:: ENTRIES ::
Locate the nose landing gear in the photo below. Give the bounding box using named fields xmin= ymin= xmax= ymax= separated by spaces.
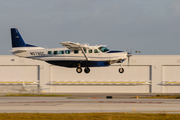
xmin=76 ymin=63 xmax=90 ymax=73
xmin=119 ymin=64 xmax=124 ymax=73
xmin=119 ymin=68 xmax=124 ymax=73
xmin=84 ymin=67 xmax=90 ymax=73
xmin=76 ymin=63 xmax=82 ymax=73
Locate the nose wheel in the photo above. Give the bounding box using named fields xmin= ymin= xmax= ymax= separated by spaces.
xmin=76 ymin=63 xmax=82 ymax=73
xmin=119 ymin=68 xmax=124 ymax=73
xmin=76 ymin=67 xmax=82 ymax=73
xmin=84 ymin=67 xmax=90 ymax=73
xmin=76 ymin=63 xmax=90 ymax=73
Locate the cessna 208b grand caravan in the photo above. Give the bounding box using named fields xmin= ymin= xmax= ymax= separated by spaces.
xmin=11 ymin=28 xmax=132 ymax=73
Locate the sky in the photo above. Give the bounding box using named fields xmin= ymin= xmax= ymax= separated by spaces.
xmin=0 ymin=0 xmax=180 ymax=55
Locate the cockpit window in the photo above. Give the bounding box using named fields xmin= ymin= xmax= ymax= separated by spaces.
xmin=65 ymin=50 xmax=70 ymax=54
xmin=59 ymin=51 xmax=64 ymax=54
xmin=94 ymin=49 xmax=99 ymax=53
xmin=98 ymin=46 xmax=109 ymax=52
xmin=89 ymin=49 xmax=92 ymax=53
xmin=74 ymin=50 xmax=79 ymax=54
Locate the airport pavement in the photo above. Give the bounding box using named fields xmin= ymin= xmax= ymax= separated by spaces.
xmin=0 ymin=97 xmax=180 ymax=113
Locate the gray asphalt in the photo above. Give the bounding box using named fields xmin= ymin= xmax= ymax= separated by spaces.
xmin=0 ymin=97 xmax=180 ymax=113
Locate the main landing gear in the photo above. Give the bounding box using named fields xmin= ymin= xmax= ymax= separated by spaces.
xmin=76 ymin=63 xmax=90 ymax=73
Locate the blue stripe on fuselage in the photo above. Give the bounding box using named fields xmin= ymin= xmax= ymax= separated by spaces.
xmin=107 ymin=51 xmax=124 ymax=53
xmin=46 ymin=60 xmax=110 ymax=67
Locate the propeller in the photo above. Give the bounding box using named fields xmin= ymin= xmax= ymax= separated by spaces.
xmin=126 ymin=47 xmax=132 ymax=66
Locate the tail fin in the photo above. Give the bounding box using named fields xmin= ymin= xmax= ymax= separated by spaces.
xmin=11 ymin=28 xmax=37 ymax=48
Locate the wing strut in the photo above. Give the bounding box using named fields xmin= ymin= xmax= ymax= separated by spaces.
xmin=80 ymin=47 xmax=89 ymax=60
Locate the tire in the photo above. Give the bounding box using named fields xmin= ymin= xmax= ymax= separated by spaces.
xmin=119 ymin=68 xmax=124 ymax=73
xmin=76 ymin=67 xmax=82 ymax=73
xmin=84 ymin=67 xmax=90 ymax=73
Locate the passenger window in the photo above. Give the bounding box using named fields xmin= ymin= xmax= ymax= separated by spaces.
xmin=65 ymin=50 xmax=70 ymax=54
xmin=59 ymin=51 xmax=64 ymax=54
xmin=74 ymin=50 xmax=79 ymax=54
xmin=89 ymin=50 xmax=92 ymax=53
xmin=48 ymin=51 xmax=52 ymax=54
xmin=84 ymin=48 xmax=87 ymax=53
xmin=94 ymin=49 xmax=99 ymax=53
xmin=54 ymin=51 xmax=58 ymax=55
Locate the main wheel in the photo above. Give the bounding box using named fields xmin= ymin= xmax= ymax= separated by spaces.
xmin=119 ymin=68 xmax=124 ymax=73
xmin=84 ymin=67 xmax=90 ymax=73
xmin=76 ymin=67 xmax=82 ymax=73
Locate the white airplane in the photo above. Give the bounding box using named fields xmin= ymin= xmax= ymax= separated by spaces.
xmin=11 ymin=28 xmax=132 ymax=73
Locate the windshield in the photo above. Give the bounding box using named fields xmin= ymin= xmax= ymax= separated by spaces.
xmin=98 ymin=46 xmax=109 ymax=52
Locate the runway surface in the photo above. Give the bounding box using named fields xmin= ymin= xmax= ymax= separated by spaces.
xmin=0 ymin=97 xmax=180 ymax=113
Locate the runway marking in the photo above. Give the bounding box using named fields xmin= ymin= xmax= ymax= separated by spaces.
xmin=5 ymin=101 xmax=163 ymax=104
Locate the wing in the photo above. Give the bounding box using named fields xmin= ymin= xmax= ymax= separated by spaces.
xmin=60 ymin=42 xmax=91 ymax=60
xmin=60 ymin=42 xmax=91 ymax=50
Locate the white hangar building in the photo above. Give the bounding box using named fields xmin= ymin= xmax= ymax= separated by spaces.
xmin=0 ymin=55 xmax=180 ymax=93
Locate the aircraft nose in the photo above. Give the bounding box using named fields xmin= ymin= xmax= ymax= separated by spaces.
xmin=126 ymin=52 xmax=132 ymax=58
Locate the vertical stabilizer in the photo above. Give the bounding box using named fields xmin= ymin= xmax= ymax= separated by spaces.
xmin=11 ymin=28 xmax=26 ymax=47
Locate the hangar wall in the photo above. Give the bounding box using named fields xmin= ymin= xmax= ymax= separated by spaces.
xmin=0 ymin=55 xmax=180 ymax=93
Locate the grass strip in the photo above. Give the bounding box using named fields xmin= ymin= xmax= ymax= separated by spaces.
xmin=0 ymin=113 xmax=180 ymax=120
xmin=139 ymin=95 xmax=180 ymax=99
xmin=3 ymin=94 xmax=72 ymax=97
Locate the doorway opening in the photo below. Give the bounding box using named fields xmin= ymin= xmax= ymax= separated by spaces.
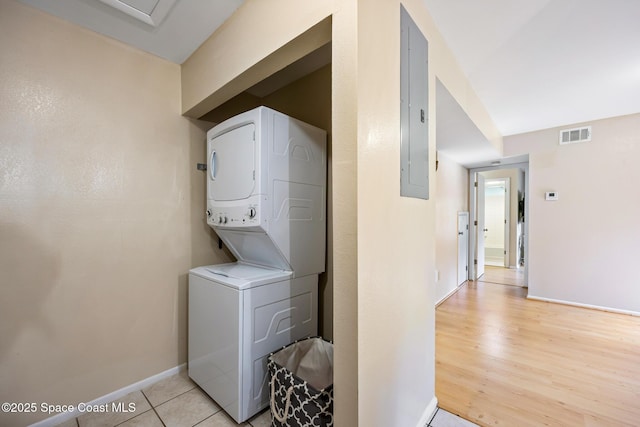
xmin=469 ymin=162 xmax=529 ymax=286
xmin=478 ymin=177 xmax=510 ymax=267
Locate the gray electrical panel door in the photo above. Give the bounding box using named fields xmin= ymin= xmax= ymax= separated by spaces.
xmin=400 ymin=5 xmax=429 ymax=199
:::
## SHORT PROBLEM
How many lines in the items above contain the string "gray", with case counting? Reply with the number only.

## RESULT
2